RECORDS FOR THIS EXERCISE -
# # # # #

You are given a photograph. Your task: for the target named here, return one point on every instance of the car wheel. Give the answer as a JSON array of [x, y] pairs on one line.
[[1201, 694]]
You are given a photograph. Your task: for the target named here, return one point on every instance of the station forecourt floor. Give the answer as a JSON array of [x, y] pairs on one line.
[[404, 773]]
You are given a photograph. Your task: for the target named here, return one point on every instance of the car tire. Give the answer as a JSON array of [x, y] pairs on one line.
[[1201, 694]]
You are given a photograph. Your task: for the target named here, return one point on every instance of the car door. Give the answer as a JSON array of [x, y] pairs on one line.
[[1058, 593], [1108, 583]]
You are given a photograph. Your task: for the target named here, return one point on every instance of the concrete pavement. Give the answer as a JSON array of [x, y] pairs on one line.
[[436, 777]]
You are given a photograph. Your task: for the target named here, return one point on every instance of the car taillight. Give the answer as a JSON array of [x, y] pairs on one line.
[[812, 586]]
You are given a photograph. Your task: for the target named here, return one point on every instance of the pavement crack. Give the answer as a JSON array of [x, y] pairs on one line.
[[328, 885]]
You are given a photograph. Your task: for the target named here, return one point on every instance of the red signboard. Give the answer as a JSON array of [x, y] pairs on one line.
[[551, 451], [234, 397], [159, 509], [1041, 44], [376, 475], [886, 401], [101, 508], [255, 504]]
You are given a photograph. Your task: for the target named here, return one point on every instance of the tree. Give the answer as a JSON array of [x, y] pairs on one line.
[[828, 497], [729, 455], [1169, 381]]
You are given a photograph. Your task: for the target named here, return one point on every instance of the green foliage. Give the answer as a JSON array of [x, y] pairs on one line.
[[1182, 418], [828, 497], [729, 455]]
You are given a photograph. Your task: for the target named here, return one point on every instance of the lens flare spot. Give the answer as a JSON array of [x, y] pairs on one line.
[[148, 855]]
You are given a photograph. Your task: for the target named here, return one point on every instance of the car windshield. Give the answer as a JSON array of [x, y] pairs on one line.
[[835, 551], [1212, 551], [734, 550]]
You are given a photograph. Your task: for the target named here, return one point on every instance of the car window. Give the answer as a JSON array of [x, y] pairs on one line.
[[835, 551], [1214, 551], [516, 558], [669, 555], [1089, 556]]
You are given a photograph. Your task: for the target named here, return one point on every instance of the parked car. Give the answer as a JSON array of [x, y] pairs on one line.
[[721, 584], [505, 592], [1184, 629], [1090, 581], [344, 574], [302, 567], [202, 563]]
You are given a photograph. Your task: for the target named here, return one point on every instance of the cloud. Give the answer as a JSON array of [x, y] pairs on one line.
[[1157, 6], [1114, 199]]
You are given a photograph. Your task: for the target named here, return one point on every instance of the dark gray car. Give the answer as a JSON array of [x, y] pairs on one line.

# # # # #

PROBLEM - Present every line of the items above as a numbered list, leaving out any blank lines.

RESULT BELOW -
1. You are given a photograph. Your task: for the target named here, return one point on every instance of the car wheel. Give the answer as a JSON array of [x, y] pairs on one line.
2. [[1201, 694]]
3. You are given a photograph. Your task: for the target named here, return one point on every instance of the station forecourt floor. Give the answer as a JSON array of [x, y] pairs on one line.
4. [[404, 773]]
5. You are given a photograph. Your task: for the target named here, return one point on every instance of the car tire. Give the answer as a JSON array of [x, y] pairs on one line.
6. [[1201, 694]]
7. You are given a photograph. Your task: for the target named here, return one point on every instance of the car door. Give the answer as a JSON array of [x, y] pairs on one line.
8. [[1058, 593], [1108, 583]]
9. You are given a photograph. Your task: for the target named here, return one point on every instance of the concrete pavement. Give the answer as a JSON array of [x, y] pairs on one line.
10. [[436, 777]]
11. You are given a photograph. Your task: for the target named here, return one point on every instance of the car taillight. Give the answer as a JSON array of [x, y] pairs on one line.
12. [[812, 586]]
13. You are given a photograph. Your task: for the target named here, return one point on every instance of the pavement crack. Give the answer as a JSON array of [x, y] pairs on one line.
14. [[328, 885]]
15. You are given a photograph. Your task: for the target named here, return one point on every instance of the red signboard. Give the answer as a JSON array of [x, y] pairs on one line.
16. [[551, 451], [234, 397], [159, 509], [1041, 44], [376, 475], [886, 401], [101, 508], [255, 504]]
17. You are given a photograph. Your task: for the target named here, return one point on every instance of the tree. Give the answer as a JSON array of [x, y] pairs on one line.
18. [[828, 497], [729, 455], [1169, 381]]
19. You are given a photograph. Your task: for the target named here, return one point on every instance of the green foliage. Give the answer as a JSON array of [x, y] pairs on one line.
20. [[1182, 418], [828, 497], [729, 455]]
21. You are given a photograph. Your task: for the target named here, return one point on every instance of the lens flare spot. Give the answer as a JSON array of [x, y] pairs on one line.
22. [[148, 855]]
23. You are given a photograph. Your task: for the target named here, return one point on every instance of the car windshield. Give the answer as a JSON array of [x, y] pairs on one line.
24. [[835, 551], [1212, 551], [734, 550]]
25. You are given a photograph. Your task: for the target named here, return one point on every instance of the car window. Give the answer as a JSON array of [x, y] pairs on one line.
26. [[835, 551], [1214, 551], [516, 558], [669, 555], [1089, 556]]
27. You are given a photograph. Your task: for the target named here, return one point on every instance of the parked car. Give the answer as a JSON array of [x, y] pairs on one line.
28. [[721, 584], [505, 592], [1184, 629], [1090, 581], [344, 574], [302, 567], [202, 563]]
29. You are given a photograph. Your task: for the target named here, return one point on every instance of the cloud. Give the answer as a JSON array of [x, y] pairs on one line.
30. [[1157, 6], [1114, 199]]
31. You are given a photograph. Your task: for the target named here, return one point on every instance of the dark gray car. Give the answer as a JSON array of [x, y] pairs on one line.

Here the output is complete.